» What this exercise asks:
1/ Reproduce the DNA changes article from "Two recent papers" up to and including "a cell behaves.", swapping "human embryonic stem cells" for "induced pluripotent stem cells".
2/ According to the DNA changes article, which type of cancer does the UCLA paper focus on?

» Provided passage:
= = =

Small DNA changes, life or death consequences

Two recent papers by CIRM grantees highlight the importance of understanding basic stem cell biology while developing new cures. Both have to do with chemical modifications to the DNA – called epigenetics.

One of the two papers shows that an epigenetic change in DNA, called methylation, changes dramatically as human embryonic stem cells mature into specific cell types; the other shows that even subtle DNA methylation differences alter the way a cell behaves.

The first paper, by Jeanne Loring at The Scripps Research Institute, working with scientists in Singapore and New York, provides detailed maps of DNA methylation over the entire 3 billion “letters” that make up our DNA. By comparing methylation patterns of human embryonic stem cells and more mature cells, the scientists tracked the large number of epigenetic changes, many of them surprises, that occur when cells differentiate.

A press release quotes first author Louise Laurent as saying:

“The data are publicly available, and we are looking forward to learning what other scientists discover from using this information for their own studies on individual genes, embryonic development, and stem cells.”

The second paper, from UCLA, focuses on epigenetic differences in pancreatic cancers, showing that differences in these modifications translate to different responses to chemotherapy. This means that a few DNA modifications here or there could mean life or death.

In a press release the authors say the next step is to develop a test doctors can use to figure out which patients will respond well to standard chemotherapy and which need an alternative treatment.

= = =

» Data listing:
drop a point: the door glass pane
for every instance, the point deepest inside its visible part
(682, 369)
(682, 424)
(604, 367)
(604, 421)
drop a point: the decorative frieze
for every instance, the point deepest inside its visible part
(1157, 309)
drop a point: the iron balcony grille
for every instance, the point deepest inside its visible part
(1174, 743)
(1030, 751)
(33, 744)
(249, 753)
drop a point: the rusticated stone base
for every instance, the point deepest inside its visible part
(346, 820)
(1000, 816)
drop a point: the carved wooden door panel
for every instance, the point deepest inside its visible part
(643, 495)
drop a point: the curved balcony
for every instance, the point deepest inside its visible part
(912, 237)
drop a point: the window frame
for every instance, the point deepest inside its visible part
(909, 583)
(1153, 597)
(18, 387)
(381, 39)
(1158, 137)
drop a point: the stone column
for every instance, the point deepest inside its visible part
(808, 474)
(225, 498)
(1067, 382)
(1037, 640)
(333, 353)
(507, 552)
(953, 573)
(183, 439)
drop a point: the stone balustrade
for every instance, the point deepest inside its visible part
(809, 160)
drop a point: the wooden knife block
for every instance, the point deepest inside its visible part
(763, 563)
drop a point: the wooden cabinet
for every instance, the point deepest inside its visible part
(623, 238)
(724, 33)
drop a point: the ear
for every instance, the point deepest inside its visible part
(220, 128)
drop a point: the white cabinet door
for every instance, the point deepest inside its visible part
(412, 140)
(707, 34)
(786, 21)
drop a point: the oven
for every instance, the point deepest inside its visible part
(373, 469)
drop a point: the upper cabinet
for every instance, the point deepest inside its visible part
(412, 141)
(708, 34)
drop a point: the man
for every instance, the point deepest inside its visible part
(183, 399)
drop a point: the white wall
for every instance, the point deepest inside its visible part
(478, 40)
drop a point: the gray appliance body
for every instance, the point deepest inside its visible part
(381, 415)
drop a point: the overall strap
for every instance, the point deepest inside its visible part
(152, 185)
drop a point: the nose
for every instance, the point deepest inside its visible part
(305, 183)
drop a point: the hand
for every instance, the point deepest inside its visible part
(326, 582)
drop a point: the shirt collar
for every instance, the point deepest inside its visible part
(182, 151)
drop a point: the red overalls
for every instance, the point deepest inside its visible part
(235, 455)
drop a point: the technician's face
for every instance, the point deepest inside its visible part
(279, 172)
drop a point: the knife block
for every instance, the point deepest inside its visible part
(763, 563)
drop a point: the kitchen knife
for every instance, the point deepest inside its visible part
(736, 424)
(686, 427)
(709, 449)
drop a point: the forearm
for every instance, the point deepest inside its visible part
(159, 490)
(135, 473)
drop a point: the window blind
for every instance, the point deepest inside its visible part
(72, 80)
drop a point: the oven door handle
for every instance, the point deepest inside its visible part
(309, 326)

= = =

» Solutions to the problems:
1/
Two recent papers by CIRM grantees highlight the importance of understanding basic stem cell biology while developing new cures. Both have to do with chemical modifications to the DNA – called epigenetics.

One of the two papers shows that an epigenetic change in DNA, called methylation, changes dramatically as induced pluripotent stem cells mature into specific cell types; the other shows that even subtle DNA methylation differences alter the way a cell behaves.

2/ Pancreatic cancer.